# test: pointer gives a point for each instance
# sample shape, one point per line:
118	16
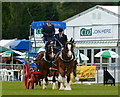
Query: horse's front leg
68	83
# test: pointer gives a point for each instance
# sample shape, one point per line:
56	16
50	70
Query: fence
8	72
99	75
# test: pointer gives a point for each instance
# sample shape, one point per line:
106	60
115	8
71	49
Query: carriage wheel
26	75
31	82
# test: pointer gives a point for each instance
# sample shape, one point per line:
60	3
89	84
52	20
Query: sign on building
96	31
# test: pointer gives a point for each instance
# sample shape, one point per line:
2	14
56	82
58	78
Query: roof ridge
90	9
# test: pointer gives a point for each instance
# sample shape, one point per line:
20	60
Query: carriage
33	75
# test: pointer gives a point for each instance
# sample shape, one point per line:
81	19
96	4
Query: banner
39	24
85	72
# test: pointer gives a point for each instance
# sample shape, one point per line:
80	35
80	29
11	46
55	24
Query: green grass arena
17	88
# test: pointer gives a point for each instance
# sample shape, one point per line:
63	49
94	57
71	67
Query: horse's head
49	48
69	48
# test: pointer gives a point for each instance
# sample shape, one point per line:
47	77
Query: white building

..............................

## PROBLEM STATEMENT
Can the entries above be repeated exactly, without their pictures?

## WRITTEN ANSWER
# test: pointer gives a point for each instance
# sample shape, one point per line:
118	16
Query: horse's front leg
68	83
# test: pointer gives a point for each instance
# sample shape, one point per line:
56	16
50	70
Query: fence
8	72
99	75
# test: pointer gives a point for each instance
# sample shape, one point per line:
106	60
115	8
71	49
Query: carriage wheel
26	75
31	82
# test: pointer gives a point for each instance
# sample shape, one point per line:
60	3
89	84
52	20
Query: sign on building
96	31
# test: pointer gives a point for each instance
# sample shape, one point per line:
2	14
56	82
58	78
Query: roof ridge
90	9
# test: pointer gives a point for each instance
# sample shape, one point per line:
20	60
Query: carriage
33	75
# test: pointer gives a point for each instance
# sample shape, one point per line:
81	19
96	4
Query: banner
39	24
85	72
# test: pointer gives a point for each instance
# sample shape, one point per line:
80	35
80	29
11	46
55	24
Query: green grass arena
17	88
# test: pointer gives a point for each instance
# sample shape, one point per line:
63	49
94	57
71	67
Query: horse's head
49	48
69	48
# test: pointer gives a point for each instance
# sample shape, one point per line:
47	77
Query: white building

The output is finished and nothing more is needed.